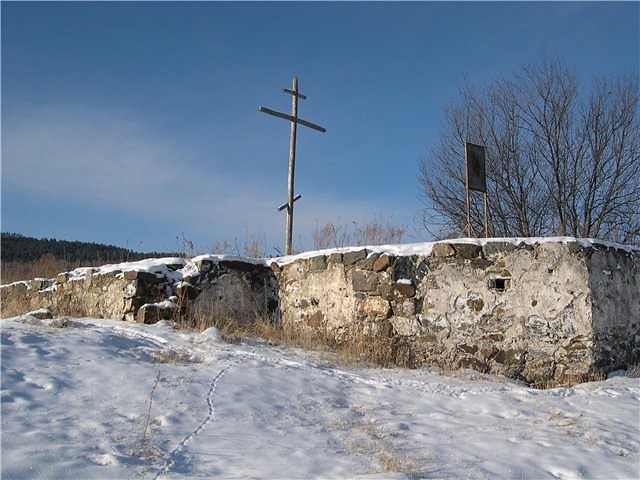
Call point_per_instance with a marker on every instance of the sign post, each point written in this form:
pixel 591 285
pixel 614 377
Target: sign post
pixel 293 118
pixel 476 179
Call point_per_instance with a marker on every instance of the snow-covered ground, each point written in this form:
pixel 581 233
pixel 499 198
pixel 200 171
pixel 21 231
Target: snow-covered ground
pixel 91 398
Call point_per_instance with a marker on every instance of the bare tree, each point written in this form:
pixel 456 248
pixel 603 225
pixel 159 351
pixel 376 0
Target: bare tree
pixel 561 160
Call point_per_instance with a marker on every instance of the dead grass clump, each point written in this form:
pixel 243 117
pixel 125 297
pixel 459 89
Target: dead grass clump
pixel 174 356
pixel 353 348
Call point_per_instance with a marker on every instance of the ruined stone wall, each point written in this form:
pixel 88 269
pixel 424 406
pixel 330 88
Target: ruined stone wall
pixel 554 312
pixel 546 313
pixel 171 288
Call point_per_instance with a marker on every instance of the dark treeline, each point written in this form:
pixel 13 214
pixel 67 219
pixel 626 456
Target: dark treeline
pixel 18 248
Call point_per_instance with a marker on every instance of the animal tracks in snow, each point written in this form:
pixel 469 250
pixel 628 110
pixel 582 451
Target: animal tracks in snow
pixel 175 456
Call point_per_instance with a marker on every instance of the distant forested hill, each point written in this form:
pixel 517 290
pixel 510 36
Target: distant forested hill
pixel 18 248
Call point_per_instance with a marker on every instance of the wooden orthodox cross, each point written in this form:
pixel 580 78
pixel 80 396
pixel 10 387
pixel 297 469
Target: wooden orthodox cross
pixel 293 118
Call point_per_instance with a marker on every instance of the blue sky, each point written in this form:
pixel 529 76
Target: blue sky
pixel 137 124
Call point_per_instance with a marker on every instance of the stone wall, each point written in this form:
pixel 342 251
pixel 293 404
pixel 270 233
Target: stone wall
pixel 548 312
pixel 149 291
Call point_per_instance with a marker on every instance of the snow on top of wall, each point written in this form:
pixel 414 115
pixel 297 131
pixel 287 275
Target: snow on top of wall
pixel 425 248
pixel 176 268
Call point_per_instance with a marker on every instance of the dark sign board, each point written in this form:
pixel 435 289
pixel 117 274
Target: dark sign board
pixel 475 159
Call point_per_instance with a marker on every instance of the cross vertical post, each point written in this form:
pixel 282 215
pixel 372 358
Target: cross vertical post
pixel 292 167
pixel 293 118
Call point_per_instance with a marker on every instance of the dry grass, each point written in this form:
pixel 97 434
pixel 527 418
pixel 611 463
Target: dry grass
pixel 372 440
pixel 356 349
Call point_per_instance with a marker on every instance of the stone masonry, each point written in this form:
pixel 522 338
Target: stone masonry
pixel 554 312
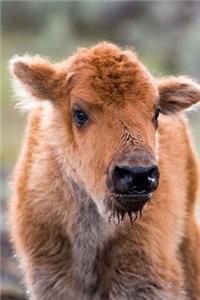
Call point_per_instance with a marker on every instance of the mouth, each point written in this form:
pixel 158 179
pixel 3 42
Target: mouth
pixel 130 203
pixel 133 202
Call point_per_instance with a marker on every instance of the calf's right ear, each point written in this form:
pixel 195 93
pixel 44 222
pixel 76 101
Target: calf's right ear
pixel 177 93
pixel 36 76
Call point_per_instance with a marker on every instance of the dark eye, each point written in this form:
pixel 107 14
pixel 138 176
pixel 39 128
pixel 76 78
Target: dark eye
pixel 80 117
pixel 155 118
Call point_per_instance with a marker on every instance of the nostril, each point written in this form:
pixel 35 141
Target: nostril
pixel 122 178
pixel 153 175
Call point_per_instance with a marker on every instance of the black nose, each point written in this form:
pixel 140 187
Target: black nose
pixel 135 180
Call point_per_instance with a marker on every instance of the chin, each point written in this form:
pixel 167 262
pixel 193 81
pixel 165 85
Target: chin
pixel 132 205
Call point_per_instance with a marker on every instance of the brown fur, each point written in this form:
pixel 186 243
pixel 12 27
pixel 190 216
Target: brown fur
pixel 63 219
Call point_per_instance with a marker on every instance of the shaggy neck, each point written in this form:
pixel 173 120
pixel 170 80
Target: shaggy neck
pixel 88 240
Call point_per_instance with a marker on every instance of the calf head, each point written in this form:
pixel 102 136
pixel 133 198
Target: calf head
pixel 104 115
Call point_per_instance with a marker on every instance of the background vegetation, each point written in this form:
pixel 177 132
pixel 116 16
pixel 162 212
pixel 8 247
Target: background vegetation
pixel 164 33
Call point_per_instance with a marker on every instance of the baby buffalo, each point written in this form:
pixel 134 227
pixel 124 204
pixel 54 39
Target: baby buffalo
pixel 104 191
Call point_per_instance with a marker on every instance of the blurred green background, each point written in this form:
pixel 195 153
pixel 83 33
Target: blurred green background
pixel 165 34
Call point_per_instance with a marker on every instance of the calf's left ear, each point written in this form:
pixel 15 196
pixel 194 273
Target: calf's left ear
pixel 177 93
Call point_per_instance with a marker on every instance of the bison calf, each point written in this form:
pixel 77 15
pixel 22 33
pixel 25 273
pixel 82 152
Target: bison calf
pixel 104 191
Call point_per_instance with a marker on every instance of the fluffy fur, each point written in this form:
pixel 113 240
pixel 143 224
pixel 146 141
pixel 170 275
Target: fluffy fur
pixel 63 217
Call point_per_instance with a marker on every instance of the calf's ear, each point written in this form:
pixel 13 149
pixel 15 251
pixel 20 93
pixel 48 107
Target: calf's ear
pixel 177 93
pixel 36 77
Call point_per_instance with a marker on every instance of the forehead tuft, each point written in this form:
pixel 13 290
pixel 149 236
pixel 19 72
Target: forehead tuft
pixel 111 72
# # #
▶ What you are asked to do
Line by line, reproduce the material above exactly, leaving each picture out.

▶ Reply to the exercise
Call point_per_instance with a marker on every instance of the sign post, each point written in this form:
pixel 591 285
pixel 614 377
Target: sign post
pixel 293 118
pixel 476 179
Call point_per_instance with a marker on every instance of the snow-covered ground, each point written in this form:
pixel 581 233
pixel 499 198
pixel 200 171
pixel 21 231
Target: snow-covered ground
pixel 91 398
Call point_per_instance with a marker on every instance of the bare tree, each point written in this form:
pixel 456 248
pixel 603 225
pixel 159 351
pixel 376 0
Target: bare tree
pixel 561 160
Call point_per_instance with a marker on every instance of the dead grass clump, each point written in this form:
pixel 243 117
pixel 125 297
pixel 459 89
Target: dead grass clump
pixel 174 356
pixel 353 348
Call point_per_instance with a marker on every instance of the ruined stone wall, each point written in this form:
pixel 88 269
pixel 424 406
pixel 330 88
Target: ruined stone wall
pixel 554 312
pixel 546 313
pixel 171 288
Call point_per_instance with a marker on every instance of the dark treeline, each point written in this form:
pixel 13 214
pixel 67 219
pixel 626 456
Target: dark treeline
pixel 18 248
Call point_per_instance with a marker on every instance of the animal tracks in snow, each point written in this form:
pixel 469 250
pixel 628 110
pixel 582 451
Target: animal tracks in snow
pixel 175 456
Call point_per_instance with a marker on every instance of the distant forested hill, each point written in this form:
pixel 517 290
pixel 510 36
Target: distant forested hill
pixel 18 248
Call point_per_instance with a marker on every instance of the wooden orthodox cross, each point written in this form:
pixel 580 78
pixel 80 396
pixel 10 387
pixel 297 469
Target: wooden orthodox cross
pixel 293 118
Call point_per_instance with a marker on every instance of the blue sky, each point written in this form:
pixel 529 76
Target: blue sky
pixel 137 124
Call point_per_instance with a marker on every instance of the stone wall, each point written in this form:
pixel 342 251
pixel 293 404
pixel 270 233
Target: stone wall
pixel 548 312
pixel 149 291
Call point_per_instance with a marker on every instance of the snow on top of wall, each point written in this form:
pixel 414 115
pixel 297 131
pixel 287 275
Target: snow on top of wall
pixel 425 248
pixel 176 268
Call point_per_instance with a marker on every instance of the dark sign board, each point written in this form:
pixel 435 289
pixel 117 274
Target: dark sign board
pixel 475 159
Call point_per_instance with a marker on every instance of the cross vertical post, each point written in this form:
pixel 282 215
pixel 372 358
Target: cross vertical post
pixel 292 167
pixel 293 118
Call point_per_instance with a marker on every instance of the dry grass, each point written in this form:
pixel 97 434
pixel 527 418
pixel 611 463
Target: dry grass
pixel 372 440
pixel 356 349
Call point_per_instance with a marker on every instance of the stone masonry, each point written in this form:
pixel 522 338
Target: stone masonry
pixel 554 312
Call point_per_instance with a marker on every instance of the mouth, each point written in this form:
pixel 158 179
pixel 3 42
Target: mouth
pixel 130 203
pixel 133 202
Call point_per_instance with a marker on every instance of the calf's right ear, each point written in this form:
pixel 195 93
pixel 44 222
pixel 76 101
Target: calf's right ear
pixel 177 93
pixel 36 76
Call point_per_instance with a marker on every instance of the dark eye, each point written in this form:
pixel 107 14
pixel 138 176
pixel 39 128
pixel 76 78
Target: dark eye
pixel 80 117
pixel 155 118
Call point_per_instance with a marker on every instance of the nostril, each point written in this form:
pixel 35 141
Target: nostril
pixel 122 178
pixel 153 175
Call point_per_instance with a marker on every instance of the black nose, each point written in this form:
pixel 140 187
Target: black nose
pixel 135 180
Call point_per_instance with a marker on every instance of the chin, each point written in this form:
pixel 167 262
pixel 193 81
pixel 165 85
Target: chin
pixel 132 205
Call point_per_instance with a marker on every instance of the brown fur, each point written in this form:
pixel 186 243
pixel 12 27
pixel 190 216
Target: brown fur
pixel 63 219
Call point_per_instance with a marker on every instance of the shaggy neck, each point written in this form:
pixel 173 120
pixel 170 80
Target: shaggy neck
pixel 88 240
Call point_per_instance with a marker on every instance of the calf head, each point written in this form:
pixel 102 136
pixel 133 198
Target: calf head
pixel 104 115
Call point_per_instance with a marker on every instance of the background vegetation, each point written in this form:
pixel 177 132
pixel 116 16
pixel 162 212
pixel 8 247
Target: background vegetation
pixel 164 33
Call point_per_instance with a marker on every instance of the baby buffalo, each point written in this form:
pixel 134 227
pixel 124 204
pixel 54 39
Target: baby buffalo
pixel 104 191
Call point_per_instance with a marker on every instance of the blurred green background, each point written in this form:
pixel 195 153
pixel 83 33
Target: blurred green background
pixel 165 34
Call point_per_instance with a marker on every instance of the calf's left ear, each point written in this form:
pixel 15 196
pixel 194 273
Target: calf's left ear
pixel 177 93
Call point_per_instance with a marker on every instance of the bison calf, each point written in this form:
pixel 77 15
pixel 22 33
pixel 25 273
pixel 82 152
Target: bison calf
pixel 104 191
Call point_per_instance with a marker on every instance of the fluffy fur, each point written in this form:
pixel 113 240
pixel 143 224
pixel 146 141
pixel 170 275
Target: fluffy fur
pixel 63 217
Call point_per_instance with a marker on every instance of the calf's ear, each point written in this form:
pixel 13 149
pixel 15 251
pixel 20 93
pixel 48 107
Target: calf's ear
pixel 177 93
pixel 36 77
Call point_per_instance with a marker on every instance of the forehead tuft, each point written in this form:
pixel 13 290
pixel 149 236
pixel 19 72
Target: forehead tuft
pixel 111 72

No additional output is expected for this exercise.